Por favor, reescribe de forma más breve el párrafo del fragmento que empieza con «Fui Yo, y no vosotros», sin perder sus datos principales.

» **Fragmento proporcionado**

══════

Fui Yo, y no vosotros, el que derramó la sangre necesaria para borrar las taifas de nuestra piel de toro, aportando un torrente incesante de vidas durante ochocientos años; luchando por nuestras leyes, luchando por nuestros reyes… Con mi trabajo, mi servidumbre y mi férrea voluntad, fui Yo quien os unió y conquistó las tierras de América y del mundo, con la catarata del sacrificio constante de mis hijos.
¿Quién recorrió por primera vez este Orbe; quién lo poseyó por vez primera? ¿Quién fundó la primera nación moderna; reinventó la ciencia, la armada…? ¿Quién revolucionó el arte de la guerra con la infantería y los tercios, honrando y defendiendo vuestro pabellón por la tierra toda…?
¿Quién, por otro lado, inventó también la novela moderna, transformando la filosofía y la gallardía a lomos de Rocinante…? ¿Y quién, durante un Siglo de Oro, hizo con su brillo reverberar la literatura hasta deslumbrar…?

══════

» **Entradas de datos**
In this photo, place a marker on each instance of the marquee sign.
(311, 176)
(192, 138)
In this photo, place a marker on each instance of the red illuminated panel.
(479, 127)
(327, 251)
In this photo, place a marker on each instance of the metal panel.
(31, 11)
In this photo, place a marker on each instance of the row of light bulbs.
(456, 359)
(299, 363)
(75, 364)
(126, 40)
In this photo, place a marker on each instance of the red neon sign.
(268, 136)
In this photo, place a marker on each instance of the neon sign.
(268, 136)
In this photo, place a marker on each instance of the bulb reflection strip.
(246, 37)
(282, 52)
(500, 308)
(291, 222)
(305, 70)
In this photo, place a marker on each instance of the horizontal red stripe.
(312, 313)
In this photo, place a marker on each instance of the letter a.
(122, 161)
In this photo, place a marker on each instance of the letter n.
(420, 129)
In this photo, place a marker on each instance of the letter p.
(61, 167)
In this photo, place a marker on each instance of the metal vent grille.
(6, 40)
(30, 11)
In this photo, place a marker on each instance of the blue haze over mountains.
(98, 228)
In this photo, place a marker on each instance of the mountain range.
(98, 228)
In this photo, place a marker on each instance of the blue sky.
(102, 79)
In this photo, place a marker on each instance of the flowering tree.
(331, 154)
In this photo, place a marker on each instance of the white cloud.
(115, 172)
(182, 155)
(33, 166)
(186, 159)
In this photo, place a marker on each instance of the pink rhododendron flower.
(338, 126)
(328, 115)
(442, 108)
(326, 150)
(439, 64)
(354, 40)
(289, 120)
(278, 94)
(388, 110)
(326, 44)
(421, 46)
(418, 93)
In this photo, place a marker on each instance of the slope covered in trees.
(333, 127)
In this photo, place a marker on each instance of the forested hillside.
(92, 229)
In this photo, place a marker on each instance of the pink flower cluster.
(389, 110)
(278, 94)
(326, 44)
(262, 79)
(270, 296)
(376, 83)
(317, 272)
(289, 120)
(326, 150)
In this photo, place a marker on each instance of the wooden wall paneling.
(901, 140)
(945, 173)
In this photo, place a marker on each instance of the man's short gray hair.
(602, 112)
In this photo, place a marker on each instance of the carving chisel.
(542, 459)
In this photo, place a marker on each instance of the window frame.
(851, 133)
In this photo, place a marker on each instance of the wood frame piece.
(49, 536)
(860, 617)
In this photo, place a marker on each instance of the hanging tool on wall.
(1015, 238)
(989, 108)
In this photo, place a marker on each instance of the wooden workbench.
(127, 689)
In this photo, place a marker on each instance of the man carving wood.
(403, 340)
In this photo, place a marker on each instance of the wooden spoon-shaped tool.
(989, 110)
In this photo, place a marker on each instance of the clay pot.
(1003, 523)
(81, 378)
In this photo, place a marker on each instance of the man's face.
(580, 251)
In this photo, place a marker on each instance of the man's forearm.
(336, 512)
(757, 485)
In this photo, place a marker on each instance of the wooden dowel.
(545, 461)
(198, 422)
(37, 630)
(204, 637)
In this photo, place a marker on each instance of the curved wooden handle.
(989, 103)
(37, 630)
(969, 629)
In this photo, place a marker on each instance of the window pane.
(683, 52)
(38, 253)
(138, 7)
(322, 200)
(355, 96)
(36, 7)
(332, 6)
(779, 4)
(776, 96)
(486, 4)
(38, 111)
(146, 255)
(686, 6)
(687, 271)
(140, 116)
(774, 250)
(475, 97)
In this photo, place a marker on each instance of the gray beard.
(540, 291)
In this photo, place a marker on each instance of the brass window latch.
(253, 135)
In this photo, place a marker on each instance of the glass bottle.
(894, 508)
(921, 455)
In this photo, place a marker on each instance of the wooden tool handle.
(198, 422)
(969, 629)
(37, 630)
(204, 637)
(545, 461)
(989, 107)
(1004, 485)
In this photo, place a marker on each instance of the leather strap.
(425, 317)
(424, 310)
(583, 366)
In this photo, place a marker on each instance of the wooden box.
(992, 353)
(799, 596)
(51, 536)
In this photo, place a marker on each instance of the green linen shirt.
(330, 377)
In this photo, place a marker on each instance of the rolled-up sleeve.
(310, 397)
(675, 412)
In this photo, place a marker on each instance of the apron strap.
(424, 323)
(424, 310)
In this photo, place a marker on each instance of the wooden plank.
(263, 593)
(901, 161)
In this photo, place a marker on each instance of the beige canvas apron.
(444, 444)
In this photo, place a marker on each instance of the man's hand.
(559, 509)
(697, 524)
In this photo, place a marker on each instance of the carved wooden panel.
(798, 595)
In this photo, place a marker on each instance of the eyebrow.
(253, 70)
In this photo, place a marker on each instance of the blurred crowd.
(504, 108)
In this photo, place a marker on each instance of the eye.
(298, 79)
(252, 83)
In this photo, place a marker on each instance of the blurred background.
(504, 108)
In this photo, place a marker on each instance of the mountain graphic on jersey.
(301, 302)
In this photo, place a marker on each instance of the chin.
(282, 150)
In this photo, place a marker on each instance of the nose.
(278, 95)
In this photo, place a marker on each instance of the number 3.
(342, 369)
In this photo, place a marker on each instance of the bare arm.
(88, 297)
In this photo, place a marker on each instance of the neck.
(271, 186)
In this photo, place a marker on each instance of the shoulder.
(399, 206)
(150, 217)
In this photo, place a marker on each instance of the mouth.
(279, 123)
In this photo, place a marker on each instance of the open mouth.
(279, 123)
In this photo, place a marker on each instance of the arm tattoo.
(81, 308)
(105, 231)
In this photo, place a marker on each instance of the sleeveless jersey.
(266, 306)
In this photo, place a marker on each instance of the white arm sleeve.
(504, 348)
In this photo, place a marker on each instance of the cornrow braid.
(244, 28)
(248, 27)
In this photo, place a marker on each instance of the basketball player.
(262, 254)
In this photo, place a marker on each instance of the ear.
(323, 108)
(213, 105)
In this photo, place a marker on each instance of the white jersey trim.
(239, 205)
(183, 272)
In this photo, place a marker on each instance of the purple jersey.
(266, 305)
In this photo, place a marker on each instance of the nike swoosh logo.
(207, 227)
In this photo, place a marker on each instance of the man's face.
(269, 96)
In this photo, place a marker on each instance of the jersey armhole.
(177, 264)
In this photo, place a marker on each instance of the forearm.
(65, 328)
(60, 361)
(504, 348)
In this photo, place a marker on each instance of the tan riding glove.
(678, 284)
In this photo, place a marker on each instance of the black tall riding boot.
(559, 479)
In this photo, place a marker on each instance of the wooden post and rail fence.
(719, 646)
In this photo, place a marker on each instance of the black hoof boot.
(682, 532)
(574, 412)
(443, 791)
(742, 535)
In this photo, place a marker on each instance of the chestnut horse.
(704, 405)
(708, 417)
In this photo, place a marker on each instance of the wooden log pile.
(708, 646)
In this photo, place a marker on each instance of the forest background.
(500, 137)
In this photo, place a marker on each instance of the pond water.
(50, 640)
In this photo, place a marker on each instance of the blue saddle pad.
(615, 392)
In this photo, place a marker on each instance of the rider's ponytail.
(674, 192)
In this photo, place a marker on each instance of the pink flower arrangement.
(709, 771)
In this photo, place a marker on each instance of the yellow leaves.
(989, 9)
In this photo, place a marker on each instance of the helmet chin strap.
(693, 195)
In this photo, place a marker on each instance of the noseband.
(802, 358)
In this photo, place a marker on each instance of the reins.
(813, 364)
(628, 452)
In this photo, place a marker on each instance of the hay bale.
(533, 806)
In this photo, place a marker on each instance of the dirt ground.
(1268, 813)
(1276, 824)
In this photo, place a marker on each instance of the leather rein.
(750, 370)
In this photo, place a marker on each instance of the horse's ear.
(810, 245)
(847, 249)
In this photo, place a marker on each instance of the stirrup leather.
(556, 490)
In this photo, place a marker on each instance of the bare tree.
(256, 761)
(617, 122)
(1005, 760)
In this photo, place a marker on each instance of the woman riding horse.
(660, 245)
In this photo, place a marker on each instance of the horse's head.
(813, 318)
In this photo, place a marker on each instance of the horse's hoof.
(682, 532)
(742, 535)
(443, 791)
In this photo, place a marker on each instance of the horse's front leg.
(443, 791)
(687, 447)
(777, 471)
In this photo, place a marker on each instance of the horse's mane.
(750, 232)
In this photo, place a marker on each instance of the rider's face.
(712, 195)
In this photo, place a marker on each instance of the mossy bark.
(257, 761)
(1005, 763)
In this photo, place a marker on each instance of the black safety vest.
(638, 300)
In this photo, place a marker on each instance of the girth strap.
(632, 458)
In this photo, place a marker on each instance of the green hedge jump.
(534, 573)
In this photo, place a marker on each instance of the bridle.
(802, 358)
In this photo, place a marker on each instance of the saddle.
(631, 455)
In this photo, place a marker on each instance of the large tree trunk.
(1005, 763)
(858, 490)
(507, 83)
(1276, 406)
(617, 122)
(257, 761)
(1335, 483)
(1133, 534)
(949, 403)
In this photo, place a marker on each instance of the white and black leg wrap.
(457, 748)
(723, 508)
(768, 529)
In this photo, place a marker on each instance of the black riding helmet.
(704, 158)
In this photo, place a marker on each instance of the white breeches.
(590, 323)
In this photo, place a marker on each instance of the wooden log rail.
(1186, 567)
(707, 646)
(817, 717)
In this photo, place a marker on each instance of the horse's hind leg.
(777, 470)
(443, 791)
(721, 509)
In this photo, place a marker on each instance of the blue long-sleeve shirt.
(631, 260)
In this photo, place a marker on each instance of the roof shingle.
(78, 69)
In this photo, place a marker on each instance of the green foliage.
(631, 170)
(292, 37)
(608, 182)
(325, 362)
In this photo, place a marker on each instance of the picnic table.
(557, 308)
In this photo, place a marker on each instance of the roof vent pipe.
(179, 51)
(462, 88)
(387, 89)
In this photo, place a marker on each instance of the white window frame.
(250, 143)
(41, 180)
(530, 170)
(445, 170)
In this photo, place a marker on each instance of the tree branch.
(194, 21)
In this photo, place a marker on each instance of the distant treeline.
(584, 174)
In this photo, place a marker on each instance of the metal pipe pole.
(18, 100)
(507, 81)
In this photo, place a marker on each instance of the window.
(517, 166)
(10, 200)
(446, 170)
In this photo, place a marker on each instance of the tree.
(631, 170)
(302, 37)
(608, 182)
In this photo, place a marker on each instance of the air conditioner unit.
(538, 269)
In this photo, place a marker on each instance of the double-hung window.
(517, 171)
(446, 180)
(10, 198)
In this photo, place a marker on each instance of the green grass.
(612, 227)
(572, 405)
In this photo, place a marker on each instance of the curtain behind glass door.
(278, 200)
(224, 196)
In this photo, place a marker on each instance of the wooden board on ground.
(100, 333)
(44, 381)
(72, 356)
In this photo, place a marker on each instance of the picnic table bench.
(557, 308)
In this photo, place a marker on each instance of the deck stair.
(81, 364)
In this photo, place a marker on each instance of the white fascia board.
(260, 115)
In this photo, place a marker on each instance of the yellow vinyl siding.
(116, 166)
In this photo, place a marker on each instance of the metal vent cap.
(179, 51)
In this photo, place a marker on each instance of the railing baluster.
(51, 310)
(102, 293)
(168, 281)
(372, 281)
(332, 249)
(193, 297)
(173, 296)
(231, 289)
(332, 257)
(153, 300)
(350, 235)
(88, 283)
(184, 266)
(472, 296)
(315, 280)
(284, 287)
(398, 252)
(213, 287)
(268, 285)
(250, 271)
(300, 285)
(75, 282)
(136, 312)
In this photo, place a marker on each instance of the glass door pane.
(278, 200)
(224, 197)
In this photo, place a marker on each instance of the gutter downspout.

══════

» **Solución a continuación**
Fui Yo quien, durante ochocientos años, derramó con incontables vidas la sangre necesaria para borrar las taifas de nuestra piel de toro, luchando por nuestras leyes y nuestros reyes. Con mi trabajo, mi servidumbre y mi férrea voluntad os uní y conquisté las tierras de América y del mundo gracias al sacrificio constante de mis hijos.